WHAT TO PRODUCE: Please count the lines in the data below that contain the string "skyscraper". Reply with the number alone.

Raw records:

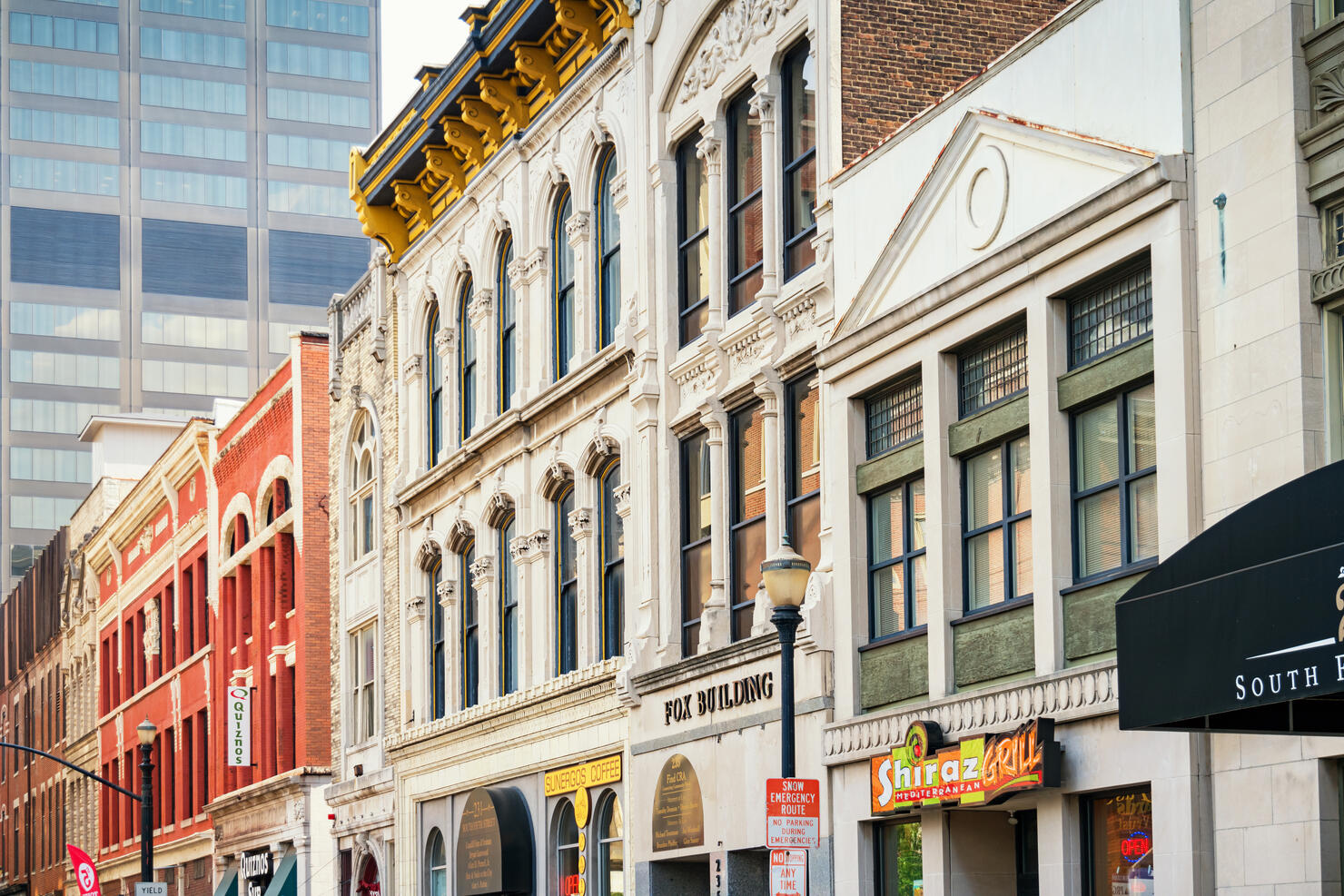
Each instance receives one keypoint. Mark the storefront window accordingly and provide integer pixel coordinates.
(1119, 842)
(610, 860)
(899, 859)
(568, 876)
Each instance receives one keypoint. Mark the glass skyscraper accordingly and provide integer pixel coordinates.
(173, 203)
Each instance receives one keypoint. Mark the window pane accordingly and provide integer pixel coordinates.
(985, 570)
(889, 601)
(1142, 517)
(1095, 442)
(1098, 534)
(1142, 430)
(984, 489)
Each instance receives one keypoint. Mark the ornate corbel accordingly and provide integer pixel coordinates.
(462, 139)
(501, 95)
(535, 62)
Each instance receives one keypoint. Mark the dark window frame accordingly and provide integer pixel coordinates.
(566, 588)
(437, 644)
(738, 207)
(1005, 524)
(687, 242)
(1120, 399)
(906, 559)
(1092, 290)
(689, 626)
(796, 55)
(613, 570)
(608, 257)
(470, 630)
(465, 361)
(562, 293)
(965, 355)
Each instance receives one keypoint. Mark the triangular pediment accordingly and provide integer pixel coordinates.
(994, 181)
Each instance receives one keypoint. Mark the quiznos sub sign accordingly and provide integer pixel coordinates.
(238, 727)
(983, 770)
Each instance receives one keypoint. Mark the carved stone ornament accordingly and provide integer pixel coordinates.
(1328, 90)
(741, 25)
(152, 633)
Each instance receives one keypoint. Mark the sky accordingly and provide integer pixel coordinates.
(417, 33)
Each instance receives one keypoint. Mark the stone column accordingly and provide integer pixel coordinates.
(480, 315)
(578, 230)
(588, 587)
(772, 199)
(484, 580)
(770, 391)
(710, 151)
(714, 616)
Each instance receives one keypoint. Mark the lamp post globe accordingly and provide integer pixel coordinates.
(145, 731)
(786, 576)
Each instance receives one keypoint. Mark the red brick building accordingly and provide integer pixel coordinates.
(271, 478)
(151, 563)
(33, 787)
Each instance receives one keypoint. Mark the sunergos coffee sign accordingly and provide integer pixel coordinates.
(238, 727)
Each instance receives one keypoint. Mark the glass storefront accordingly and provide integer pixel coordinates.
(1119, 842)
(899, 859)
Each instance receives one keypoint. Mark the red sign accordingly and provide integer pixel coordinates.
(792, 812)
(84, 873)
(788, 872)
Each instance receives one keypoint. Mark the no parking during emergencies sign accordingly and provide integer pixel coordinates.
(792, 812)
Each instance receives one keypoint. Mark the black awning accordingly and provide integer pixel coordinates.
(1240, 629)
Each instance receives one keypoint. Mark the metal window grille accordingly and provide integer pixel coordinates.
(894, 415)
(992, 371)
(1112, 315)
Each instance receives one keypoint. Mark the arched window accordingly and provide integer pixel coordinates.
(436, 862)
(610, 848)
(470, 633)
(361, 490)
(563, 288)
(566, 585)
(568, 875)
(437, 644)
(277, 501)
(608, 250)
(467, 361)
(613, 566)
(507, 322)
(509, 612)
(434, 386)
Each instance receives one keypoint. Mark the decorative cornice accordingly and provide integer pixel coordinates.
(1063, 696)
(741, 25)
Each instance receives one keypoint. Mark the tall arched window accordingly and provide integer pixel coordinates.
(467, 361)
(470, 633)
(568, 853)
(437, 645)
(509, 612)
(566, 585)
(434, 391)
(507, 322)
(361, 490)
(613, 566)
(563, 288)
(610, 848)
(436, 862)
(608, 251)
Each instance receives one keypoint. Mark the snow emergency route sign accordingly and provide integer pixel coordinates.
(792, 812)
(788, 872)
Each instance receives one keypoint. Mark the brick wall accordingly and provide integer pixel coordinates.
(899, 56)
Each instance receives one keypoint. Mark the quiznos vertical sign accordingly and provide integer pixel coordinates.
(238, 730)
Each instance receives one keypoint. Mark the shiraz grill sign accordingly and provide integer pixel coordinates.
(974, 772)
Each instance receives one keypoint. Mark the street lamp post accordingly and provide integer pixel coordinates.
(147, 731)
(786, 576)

* * *

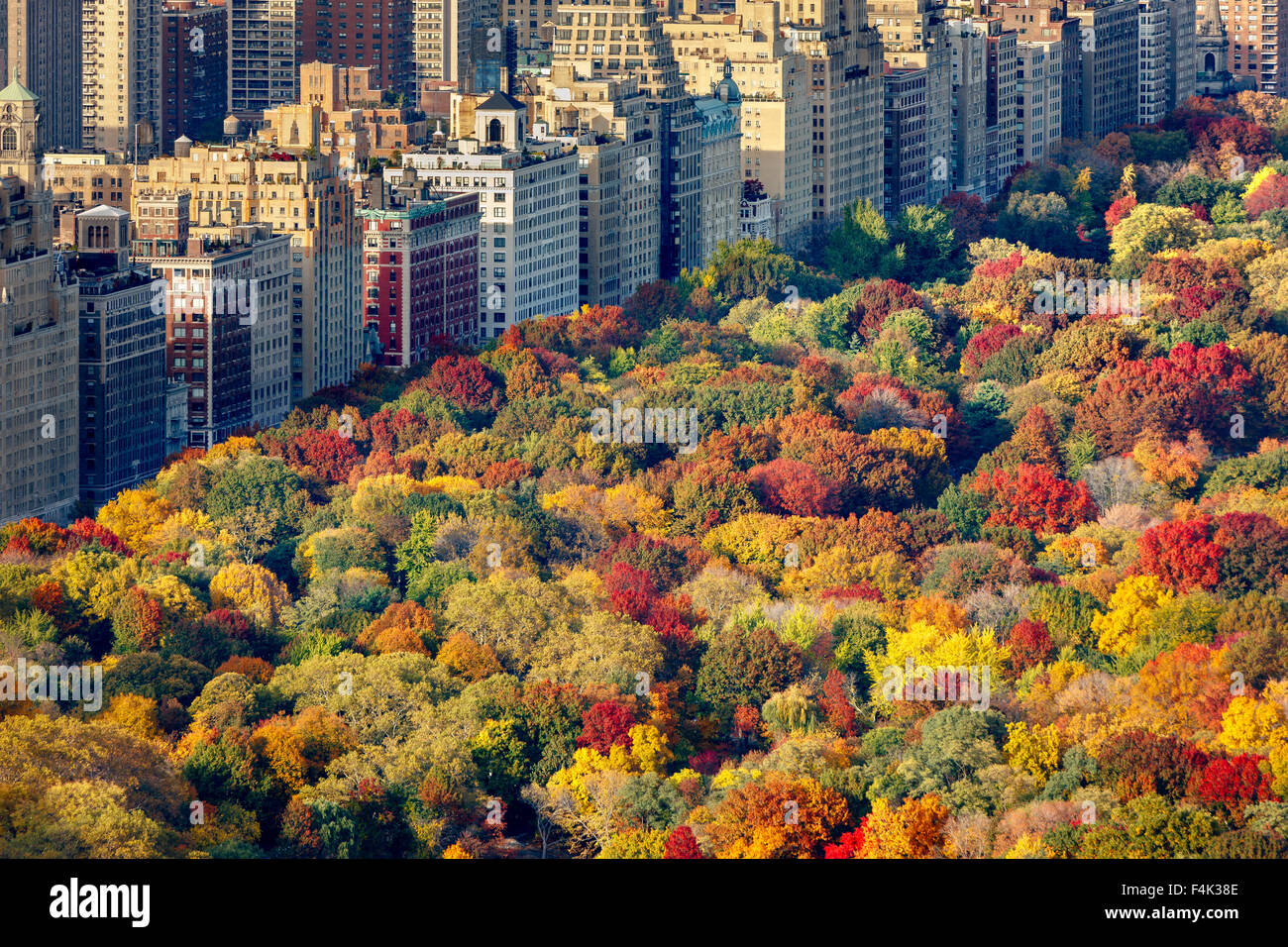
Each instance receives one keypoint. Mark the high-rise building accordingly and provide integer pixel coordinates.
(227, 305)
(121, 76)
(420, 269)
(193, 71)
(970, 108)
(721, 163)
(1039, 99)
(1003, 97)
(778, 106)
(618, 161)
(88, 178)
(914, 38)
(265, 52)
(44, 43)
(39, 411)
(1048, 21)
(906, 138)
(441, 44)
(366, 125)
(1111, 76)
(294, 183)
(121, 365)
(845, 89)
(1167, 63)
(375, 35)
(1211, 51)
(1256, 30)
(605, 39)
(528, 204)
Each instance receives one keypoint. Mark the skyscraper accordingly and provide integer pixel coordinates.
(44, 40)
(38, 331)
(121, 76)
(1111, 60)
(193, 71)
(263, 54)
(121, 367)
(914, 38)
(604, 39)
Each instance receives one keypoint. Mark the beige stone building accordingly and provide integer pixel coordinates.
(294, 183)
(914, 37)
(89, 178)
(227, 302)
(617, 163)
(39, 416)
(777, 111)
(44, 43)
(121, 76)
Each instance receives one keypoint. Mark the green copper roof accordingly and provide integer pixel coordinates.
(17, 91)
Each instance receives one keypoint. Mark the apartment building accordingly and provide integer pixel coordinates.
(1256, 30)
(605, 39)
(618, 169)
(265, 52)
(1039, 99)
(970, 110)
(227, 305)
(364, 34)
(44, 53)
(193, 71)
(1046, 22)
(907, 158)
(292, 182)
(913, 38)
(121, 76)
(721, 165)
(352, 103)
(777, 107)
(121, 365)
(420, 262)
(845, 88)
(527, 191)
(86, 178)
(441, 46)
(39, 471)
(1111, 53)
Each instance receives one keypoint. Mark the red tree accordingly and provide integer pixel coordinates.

FINAL ANSWER: 2